Short exercise 1: Can you pull out, word for word, the stretch of the Sorcery Alpha and Beta article from "An article by" through "of this topic!"?
Short exercise 2: Could you extend the Sorcery Alpha and Beta article, picking up after its final sentence?

Source excerpt:
▬▬▬▬▬▬▬▬▬▬

An article by Sorcercy Enthusiast, Community Member, and Sorcery: Contested Realm Community Group and Collector Arthouse Discord Admin/Moderator, Sean Scully.

Thank you, Sean, for your contribution and amazing comprehensive coverage of this topic!


Sorcery Contested realm is an old school collectible card game which has definitely attracted a growing number of frothing-at-the-mouth players, collectors, and player/collector chimeras as the game gains greater awareness among cardboard enthusiasts. One of the most frequently asked questions that I´ve seen on Discord and other Sorcery-related forums pertains to the differences between the Alpha and Beta printings of Sorcery. Given the massive price differences in Alpha and Beta on the secondary market (with Alpha once again nearing $1000 per box on TCGPlayer and eBay at the time of writing), these questions are to be expected. And boy howdy, there are definitely differences! Are they worth spending an insane amount of money for Alpha? Spoiler alert: probably not. Well, unless you are interested in collecting Alpha cards in which case the choice is yours.

This article aims to summarize many of the subtle differences that have been discovered to date and hopefully add a few new observations. I´ve opened quite a few boxes of both Alpha and Beta (note to my significant other: no, I did not spend $1000 per Alpha box. I promise). Some of the differences between Alpha and Beta definitely lend themselves to the collectible aspect of the game while others are more technical in nature. Skip to Table 3 at the end of the article for a TL;DR summary of the differentiating characteristics between Alpha and Beta.

▬▬▬▬▬▬▬▬▬▬

Dataset excerpt:
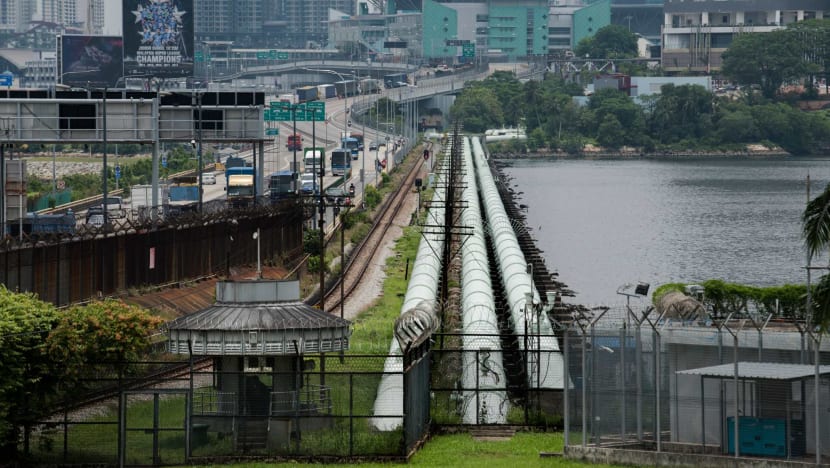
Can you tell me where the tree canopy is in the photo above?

▬▬▬▬▬▬▬▬▬▬

Exercise output 1:
An article by Sorcercy Enthusiast, Community Member, and Sorcery: Contested Realm Community Group and Collector Arthouse Discord Admin/Moderator, Sean Scully.

Thank you, Sean, for your contribution and amazing comprehensive coverage of this topic!

Exercise output 2:
The Alpha and Beta releases of Sorcery are largely the same with Beta set almost being a 1:1 reprinting of the Alpha set. There are no major differences in the card list or physical nature of the cards themselves, such as those between the Alpha and Beta releases of Magic the Gathering which notoriously had differently rounded corners (with the latter featuring less rounded corners) and the former featuring a number of mistakes (such as artist misattributions, accidently omitted cards such as Volcanic Island and Circle of Protection: Black, various other oopsies). While the Alpha release of SCR did have a number of errors which have been fixed (such as artist misattribution, the © symbol appearing on a few preconstructed deck cards, and the incorrect text on a few foils), these errors are few in number.



Astute observers have probably noticed the most obvious difference (and the primary way of quickly differentiating between Alpha and Beta) are the alpha (α) and beta (β) symbols located at the bottom center of the card as highlighted in Figure 1 below. These serve as the set symbol as is done with many already existing card games. It should be noted that sample cards use the © symbol instead and there are a few cards in the Alpha precon decks in particular that accidently used the © symbol instead of (α).

Figure 1 – The Greek alphabet is used to denote Alpha (α) and Beta (β) and is easily visible at the bottom of the card (highlighted in the red box for some of the older community members out there)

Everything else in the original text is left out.